++++ Listed entries ++++
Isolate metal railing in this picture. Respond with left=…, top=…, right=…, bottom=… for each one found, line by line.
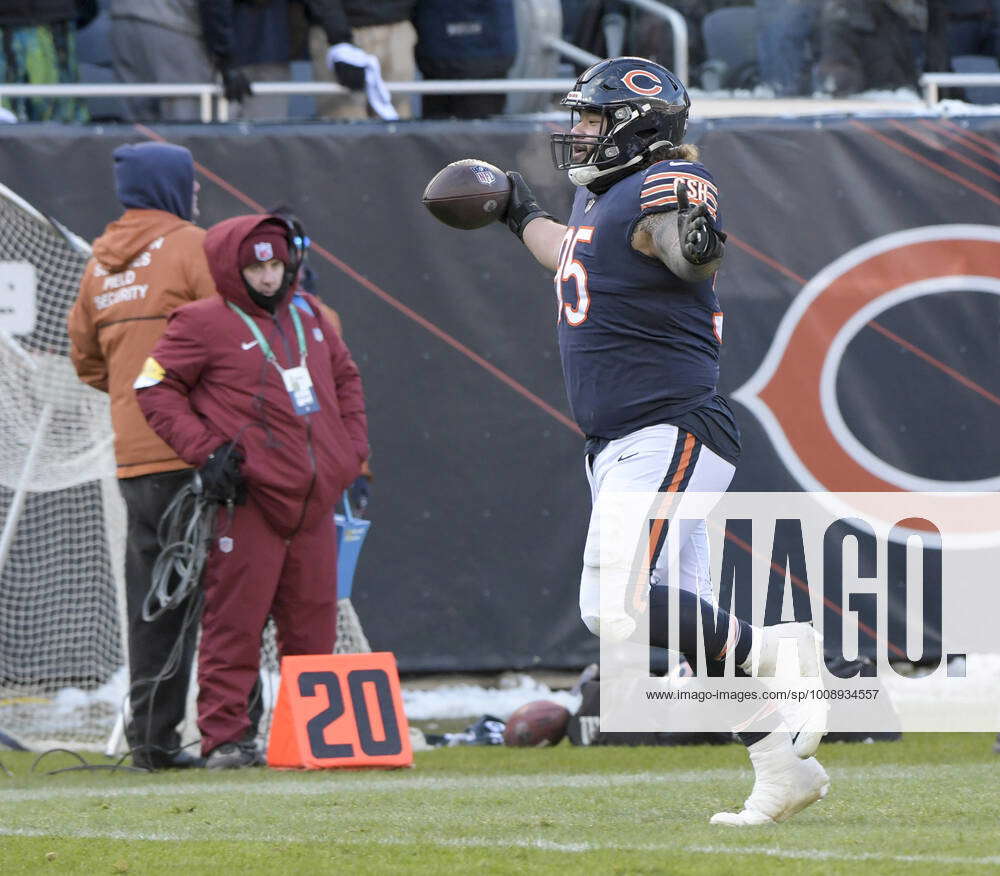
left=0, top=79, right=575, bottom=122
left=0, top=71, right=1000, bottom=122
left=622, top=0, right=690, bottom=88
left=920, top=73, right=1000, bottom=106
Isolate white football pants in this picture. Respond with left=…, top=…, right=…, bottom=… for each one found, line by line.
left=580, top=423, right=736, bottom=635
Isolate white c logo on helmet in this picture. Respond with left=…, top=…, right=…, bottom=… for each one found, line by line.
left=622, top=70, right=663, bottom=97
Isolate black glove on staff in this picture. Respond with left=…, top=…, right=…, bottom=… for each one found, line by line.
left=196, top=441, right=247, bottom=505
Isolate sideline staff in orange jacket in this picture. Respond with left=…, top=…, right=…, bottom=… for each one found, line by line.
left=69, top=143, right=215, bottom=769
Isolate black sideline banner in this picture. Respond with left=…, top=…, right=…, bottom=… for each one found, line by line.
left=0, top=116, right=1000, bottom=672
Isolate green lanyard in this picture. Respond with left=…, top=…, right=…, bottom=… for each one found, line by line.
left=226, top=301, right=306, bottom=374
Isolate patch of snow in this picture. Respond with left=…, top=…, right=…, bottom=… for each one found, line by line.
left=403, top=675, right=581, bottom=721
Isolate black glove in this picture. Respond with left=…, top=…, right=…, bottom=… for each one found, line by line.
left=677, top=180, right=726, bottom=265
left=502, top=170, right=554, bottom=241
left=333, top=61, right=365, bottom=91
left=219, top=64, right=253, bottom=103
left=195, top=441, right=247, bottom=505
left=347, top=475, right=369, bottom=517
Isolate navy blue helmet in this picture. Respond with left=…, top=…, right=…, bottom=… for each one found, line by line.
left=552, top=58, right=691, bottom=186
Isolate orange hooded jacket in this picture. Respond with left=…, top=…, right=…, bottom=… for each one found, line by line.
left=68, top=209, right=215, bottom=478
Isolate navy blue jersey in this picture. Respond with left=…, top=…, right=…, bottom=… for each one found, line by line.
left=555, top=160, right=738, bottom=455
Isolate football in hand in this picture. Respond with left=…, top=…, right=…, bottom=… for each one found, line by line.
left=503, top=700, right=569, bottom=748
left=422, top=158, right=510, bottom=230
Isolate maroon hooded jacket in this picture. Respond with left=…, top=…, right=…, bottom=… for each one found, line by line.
left=135, top=216, right=368, bottom=538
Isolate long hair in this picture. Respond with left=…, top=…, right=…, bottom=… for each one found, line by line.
left=649, top=143, right=701, bottom=164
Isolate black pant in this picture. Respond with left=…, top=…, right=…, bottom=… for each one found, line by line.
left=118, top=469, right=198, bottom=767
++++
■ Exercise objective ■
Return each line of the listing above that contains the string "blue". Matching is case-sensitive.

■ Task output ■
Isolate navy blue helmet in this picture. Respond with left=…, top=…, right=…, bottom=… for each one found, line by line.
Isolate navy blue jersey in this picture. Respond with left=…, top=…, right=…, bottom=… for each one found, line by line.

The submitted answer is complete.